(DATASET RECORDS Opens)
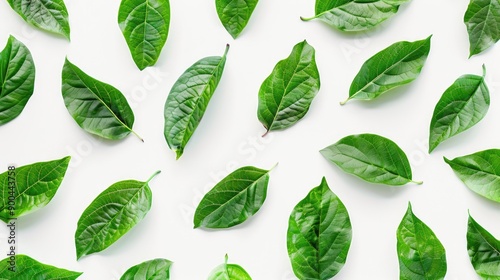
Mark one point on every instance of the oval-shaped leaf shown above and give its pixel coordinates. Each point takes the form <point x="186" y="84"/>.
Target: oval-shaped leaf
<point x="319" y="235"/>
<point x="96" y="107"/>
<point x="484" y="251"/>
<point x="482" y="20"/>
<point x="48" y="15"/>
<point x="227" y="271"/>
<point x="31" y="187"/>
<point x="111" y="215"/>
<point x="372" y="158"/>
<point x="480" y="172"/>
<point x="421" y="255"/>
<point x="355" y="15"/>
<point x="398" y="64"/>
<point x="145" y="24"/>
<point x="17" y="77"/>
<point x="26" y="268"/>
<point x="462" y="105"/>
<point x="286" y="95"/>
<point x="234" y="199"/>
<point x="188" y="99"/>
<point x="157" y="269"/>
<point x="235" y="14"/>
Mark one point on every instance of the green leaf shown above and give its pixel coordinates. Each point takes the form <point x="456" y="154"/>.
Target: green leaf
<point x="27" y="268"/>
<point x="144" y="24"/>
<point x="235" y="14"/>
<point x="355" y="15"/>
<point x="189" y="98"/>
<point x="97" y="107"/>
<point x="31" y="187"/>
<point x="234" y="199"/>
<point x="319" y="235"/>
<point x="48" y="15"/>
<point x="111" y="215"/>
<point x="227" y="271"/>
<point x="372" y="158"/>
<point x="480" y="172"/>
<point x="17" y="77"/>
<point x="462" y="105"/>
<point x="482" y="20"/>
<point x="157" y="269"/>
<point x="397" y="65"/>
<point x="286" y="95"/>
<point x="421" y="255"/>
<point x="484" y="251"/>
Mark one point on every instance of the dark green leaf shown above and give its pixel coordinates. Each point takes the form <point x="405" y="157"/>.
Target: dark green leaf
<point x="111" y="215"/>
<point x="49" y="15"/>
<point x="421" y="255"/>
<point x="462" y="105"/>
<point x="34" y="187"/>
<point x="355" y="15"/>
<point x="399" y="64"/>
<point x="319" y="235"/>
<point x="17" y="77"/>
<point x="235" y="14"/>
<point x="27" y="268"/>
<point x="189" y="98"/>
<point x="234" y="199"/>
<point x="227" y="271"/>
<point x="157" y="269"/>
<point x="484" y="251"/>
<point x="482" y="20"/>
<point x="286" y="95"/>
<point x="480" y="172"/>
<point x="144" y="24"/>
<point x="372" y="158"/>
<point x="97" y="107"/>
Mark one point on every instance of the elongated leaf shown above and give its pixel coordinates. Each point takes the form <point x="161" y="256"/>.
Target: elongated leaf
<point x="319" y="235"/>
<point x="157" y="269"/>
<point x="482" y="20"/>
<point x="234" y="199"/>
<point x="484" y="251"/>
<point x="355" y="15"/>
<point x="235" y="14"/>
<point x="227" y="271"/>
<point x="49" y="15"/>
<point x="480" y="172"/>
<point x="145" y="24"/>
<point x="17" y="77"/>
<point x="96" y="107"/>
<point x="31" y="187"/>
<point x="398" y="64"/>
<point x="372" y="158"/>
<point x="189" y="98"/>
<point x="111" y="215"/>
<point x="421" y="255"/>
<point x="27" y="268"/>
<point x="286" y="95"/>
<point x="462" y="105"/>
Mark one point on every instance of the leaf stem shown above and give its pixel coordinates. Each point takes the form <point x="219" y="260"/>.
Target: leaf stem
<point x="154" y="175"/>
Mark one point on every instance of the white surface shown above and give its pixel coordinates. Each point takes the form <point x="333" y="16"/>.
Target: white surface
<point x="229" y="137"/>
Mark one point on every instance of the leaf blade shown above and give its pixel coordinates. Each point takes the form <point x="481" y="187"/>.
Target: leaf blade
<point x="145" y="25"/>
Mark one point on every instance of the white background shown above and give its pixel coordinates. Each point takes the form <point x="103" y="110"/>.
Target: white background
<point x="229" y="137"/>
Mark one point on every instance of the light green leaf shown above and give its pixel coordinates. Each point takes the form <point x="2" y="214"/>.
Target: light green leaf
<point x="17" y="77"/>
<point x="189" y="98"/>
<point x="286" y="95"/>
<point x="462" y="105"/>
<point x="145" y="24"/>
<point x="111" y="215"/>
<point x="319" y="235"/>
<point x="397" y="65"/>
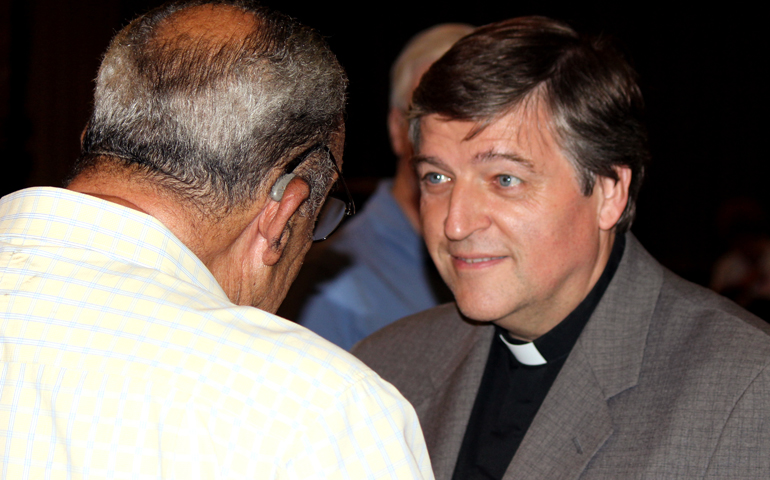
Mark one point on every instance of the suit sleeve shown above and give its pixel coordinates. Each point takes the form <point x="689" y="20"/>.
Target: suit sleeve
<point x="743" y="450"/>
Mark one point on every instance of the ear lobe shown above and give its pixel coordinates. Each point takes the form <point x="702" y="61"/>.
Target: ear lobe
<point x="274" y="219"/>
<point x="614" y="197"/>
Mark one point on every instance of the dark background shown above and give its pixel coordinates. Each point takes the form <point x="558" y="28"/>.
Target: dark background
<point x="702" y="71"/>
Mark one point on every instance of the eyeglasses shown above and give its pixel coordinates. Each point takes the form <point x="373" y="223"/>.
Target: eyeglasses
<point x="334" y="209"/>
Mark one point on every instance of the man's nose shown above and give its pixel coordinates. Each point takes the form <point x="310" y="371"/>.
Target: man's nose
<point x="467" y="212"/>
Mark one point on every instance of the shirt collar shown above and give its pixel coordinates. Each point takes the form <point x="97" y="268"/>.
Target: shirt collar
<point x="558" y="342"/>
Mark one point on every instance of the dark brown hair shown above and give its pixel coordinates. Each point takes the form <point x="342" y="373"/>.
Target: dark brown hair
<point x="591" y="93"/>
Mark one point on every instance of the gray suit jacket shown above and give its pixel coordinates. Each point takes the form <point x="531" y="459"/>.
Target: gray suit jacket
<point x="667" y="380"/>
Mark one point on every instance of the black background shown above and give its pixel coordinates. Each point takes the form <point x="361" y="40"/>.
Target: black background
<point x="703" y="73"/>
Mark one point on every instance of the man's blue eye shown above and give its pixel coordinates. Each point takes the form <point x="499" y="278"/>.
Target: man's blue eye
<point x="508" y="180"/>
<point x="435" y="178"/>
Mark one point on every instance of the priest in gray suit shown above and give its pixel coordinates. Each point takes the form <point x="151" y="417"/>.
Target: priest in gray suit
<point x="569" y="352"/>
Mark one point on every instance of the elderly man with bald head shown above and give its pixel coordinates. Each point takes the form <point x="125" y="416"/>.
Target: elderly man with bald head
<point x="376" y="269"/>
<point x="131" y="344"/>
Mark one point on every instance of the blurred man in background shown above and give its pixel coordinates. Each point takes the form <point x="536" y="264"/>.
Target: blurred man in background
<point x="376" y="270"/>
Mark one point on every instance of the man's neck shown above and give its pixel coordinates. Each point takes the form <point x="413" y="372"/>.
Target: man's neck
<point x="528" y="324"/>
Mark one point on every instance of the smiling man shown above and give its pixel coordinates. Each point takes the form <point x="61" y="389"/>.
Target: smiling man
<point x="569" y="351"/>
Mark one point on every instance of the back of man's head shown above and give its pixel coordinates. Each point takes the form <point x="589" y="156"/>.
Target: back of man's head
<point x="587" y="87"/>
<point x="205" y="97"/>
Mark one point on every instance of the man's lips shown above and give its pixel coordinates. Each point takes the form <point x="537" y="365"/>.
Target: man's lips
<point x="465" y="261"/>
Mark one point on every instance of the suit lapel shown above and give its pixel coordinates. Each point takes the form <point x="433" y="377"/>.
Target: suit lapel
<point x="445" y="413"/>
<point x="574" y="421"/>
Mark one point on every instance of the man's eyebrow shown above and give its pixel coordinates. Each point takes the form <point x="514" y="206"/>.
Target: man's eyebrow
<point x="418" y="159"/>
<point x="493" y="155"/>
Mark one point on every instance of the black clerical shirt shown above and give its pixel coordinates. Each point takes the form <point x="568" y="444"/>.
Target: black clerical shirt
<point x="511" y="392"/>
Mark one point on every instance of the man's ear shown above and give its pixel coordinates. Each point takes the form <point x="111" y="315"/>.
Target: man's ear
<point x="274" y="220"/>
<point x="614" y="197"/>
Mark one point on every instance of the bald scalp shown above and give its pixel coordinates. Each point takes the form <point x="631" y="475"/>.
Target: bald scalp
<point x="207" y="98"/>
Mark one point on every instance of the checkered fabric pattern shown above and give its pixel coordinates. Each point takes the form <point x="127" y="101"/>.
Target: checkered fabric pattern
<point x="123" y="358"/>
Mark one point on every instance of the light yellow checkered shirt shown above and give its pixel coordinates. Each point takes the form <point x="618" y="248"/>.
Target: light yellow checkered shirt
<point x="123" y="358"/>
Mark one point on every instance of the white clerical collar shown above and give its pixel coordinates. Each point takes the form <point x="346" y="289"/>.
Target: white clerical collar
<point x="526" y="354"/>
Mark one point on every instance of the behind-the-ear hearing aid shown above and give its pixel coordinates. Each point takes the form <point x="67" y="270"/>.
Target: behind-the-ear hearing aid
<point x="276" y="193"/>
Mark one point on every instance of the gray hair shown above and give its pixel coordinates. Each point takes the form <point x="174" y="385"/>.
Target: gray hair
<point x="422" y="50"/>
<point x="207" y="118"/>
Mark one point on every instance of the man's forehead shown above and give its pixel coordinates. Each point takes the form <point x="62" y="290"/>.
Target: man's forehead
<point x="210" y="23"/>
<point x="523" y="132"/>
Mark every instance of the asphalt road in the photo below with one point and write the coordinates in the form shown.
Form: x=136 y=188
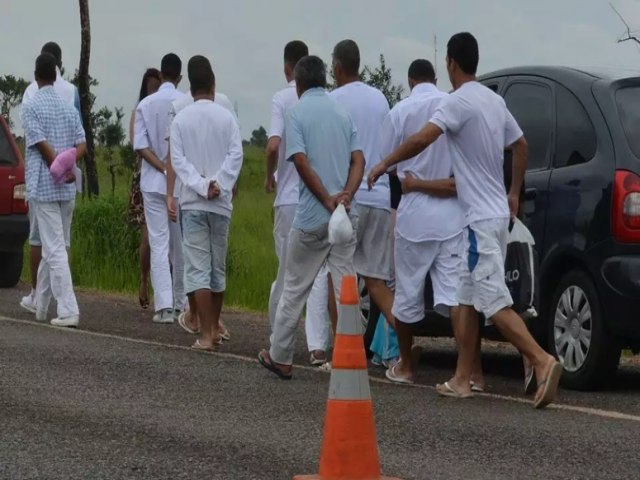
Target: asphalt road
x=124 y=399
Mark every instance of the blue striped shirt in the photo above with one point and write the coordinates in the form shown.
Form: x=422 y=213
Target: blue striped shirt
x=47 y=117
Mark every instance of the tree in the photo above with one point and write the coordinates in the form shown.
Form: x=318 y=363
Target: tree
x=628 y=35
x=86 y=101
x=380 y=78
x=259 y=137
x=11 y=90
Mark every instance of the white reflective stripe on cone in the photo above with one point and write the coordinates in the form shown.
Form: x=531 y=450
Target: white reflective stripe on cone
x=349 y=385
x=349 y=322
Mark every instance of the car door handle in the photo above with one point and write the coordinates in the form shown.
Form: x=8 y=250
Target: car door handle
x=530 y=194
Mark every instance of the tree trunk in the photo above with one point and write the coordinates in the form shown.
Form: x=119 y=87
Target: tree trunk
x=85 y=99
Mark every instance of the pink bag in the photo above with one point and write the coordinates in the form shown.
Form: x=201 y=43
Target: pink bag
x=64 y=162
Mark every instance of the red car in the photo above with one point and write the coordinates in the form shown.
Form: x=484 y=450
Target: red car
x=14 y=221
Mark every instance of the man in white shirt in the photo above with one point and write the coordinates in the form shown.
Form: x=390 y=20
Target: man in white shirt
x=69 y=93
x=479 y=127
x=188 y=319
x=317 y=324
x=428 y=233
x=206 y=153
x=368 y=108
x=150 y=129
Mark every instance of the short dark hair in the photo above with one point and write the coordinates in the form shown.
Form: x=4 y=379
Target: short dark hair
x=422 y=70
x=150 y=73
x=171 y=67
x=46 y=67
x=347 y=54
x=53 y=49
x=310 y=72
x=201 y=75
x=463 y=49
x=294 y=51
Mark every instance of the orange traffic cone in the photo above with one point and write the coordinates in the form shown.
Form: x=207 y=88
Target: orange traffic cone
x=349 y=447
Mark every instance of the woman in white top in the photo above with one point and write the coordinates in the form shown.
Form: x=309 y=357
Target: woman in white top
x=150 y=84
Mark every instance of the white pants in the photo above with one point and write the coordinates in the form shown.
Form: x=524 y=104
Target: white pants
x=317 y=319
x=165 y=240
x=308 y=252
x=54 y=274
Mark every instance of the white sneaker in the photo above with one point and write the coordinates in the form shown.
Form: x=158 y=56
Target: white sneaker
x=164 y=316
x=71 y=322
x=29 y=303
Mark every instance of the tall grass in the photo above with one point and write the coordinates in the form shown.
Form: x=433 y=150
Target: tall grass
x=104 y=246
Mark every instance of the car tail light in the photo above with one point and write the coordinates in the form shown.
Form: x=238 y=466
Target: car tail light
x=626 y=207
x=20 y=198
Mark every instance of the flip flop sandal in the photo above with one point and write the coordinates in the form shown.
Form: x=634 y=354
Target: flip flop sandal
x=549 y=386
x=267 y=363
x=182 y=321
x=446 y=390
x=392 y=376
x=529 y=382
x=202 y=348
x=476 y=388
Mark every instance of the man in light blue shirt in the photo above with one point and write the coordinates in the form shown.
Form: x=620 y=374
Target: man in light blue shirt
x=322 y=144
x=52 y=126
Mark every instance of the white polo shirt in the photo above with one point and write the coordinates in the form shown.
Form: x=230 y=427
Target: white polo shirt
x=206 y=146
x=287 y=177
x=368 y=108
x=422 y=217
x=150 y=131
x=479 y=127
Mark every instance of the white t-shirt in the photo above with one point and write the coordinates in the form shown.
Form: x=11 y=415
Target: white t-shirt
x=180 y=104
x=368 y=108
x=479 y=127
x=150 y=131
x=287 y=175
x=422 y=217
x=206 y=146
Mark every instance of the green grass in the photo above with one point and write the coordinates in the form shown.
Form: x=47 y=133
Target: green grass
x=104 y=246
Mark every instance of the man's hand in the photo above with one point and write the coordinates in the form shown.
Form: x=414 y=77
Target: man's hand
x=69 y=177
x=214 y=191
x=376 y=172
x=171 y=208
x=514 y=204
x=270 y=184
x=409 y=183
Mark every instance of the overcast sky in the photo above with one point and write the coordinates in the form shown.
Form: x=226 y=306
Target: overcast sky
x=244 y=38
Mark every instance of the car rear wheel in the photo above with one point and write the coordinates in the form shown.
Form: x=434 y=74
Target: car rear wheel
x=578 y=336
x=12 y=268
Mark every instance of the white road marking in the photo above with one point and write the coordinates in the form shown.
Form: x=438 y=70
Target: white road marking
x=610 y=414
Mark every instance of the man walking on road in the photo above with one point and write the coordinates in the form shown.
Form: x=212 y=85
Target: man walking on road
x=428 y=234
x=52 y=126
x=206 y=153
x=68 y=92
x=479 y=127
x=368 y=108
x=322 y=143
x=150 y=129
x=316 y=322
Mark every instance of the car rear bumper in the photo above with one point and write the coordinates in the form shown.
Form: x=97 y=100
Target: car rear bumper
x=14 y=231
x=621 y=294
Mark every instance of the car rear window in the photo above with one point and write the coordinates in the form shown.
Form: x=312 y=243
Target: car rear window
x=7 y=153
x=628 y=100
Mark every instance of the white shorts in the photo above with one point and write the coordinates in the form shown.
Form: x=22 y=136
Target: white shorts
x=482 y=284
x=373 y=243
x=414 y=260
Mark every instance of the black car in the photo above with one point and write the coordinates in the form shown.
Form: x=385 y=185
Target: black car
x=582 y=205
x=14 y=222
(DATASET RECORDS Closes)
TASK ITEM
Copy, exactly and only, the lines above that begin with the one containing "Form: x=634 y=354" and finish with the one containing "Form: x=11 y=415".

SOLUTION FOR THIS EXERCISE
Form: x=634 y=354
Target: flip flop sandal
x=549 y=386
x=267 y=363
x=182 y=321
x=446 y=390
x=392 y=376
x=529 y=382
x=202 y=348
x=476 y=388
Mark every instance of the man in light blue shirt in the photo above with one point and write the coordinates in the form shown.
Form: x=620 y=374
Target: man in light blue shirt
x=322 y=144
x=52 y=126
Mark every instance of the white polo shirt in the photo above with one point and write the coordinates in the form shown.
Form: x=230 y=427
Target: white polo shirt
x=206 y=146
x=287 y=177
x=368 y=108
x=422 y=217
x=150 y=131
x=479 y=127
Mark every instance of the white t-shirt in the photo above with one point and write the coordinates in the form shown.
Form: x=11 y=415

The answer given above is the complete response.